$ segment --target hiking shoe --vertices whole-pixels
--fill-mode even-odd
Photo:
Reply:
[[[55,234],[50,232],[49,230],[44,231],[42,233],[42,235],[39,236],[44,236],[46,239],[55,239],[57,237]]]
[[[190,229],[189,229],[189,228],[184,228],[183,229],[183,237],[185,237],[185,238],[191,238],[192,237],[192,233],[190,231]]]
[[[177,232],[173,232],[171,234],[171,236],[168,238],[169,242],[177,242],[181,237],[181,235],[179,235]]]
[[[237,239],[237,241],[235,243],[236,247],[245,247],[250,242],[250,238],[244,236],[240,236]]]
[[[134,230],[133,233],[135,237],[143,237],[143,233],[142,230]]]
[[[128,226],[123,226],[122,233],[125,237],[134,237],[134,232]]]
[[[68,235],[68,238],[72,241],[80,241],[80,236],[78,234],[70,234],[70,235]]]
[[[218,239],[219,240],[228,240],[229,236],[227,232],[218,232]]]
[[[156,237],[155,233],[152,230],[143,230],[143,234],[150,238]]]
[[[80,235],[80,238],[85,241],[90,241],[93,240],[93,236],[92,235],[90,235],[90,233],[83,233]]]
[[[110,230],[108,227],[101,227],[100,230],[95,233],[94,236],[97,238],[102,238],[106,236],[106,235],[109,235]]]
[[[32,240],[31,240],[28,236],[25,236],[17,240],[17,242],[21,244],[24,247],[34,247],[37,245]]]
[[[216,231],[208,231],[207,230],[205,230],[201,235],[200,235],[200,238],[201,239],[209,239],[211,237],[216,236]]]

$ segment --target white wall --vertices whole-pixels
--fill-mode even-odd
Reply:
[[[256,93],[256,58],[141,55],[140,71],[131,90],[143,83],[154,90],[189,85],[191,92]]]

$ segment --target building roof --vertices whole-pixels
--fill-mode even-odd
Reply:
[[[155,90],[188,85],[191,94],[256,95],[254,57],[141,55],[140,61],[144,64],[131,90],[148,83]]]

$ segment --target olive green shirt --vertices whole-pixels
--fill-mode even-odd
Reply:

════════════════

Reproduce all the records above, swapping every occurrence of "even-odd" for "nonzero" and leaving everything else untouched.

Written reply:
$ segment --target hiking shoe --vertices whole-pixels
--fill-mode nonzero
Photo:
Reply:
[[[55,234],[50,232],[49,230],[44,231],[42,233],[42,235],[39,236],[44,236],[46,239],[55,239],[57,237]]]
[[[190,229],[189,229],[189,228],[184,228],[183,229],[183,237],[185,237],[185,238],[191,238],[192,237],[192,233],[190,231]]]
[[[177,232],[173,232],[171,234],[171,236],[168,238],[169,242],[177,242],[181,237],[181,235],[179,235]]]
[[[237,239],[237,241],[235,243],[236,247],[245,247],[250,242],[250,238],[244,236],[240,236]]]
[[[134,230],[133,233],[135,237],[143,237],[143,233],[142,230]]]
[[[128,226],[123,226],[122,233],[125,237],[134,237],[134,232]]]
[[[68,235],[68,238],[72,241],[80,241],[80,236],[78,234],[70,234],[70,235]]]
[[[218,239],[219,240],[228,240],[229,236],[227,232],[218,232]]]
[[[156,237],[155,233],[152,230],[143,230],[143,234],[150,238]]]
[[[80,235],[80,238],[85,241],[90,241],[93,240],[93,236],[92,235],[90,235],[90,233],[83,233]]]
[[[110,230],[108,227],[101,227],[100,230],[95,233],[94,236],[97,238],[102,238],[106,236],[106,235],[109,235]]]
[[[32,240],[31,240],[28,236],[25,236],[17,240],[17,242],[21,244],[24,247],[34,247],[37,245]]]
[[[216,231],[208,231],[207,230],[205,230],[201,235],[200,235],[200,238],[201,239],[209,239],[211,237],[216,236]]]

$ segment --target white wall --vertices whole-pixels
--fill-mode nonzero
Reply:
[[[256,93],[256,58],[141,55],[140,71],[131,90],[143,83],[154,90],[189,85],[191,92]]]

$ segment --target building roof --vertices whole-pixels
--fill-mode nonzero
Reply:
[[[155,90],[188,85],[191,94],[256,95],[254,57],[141,55],[140,61],[144,64],[131,90],[148,83]]]

$ segment --target olive green shirt --vertices whole-pixels
--fill-mode nonzero
Reply:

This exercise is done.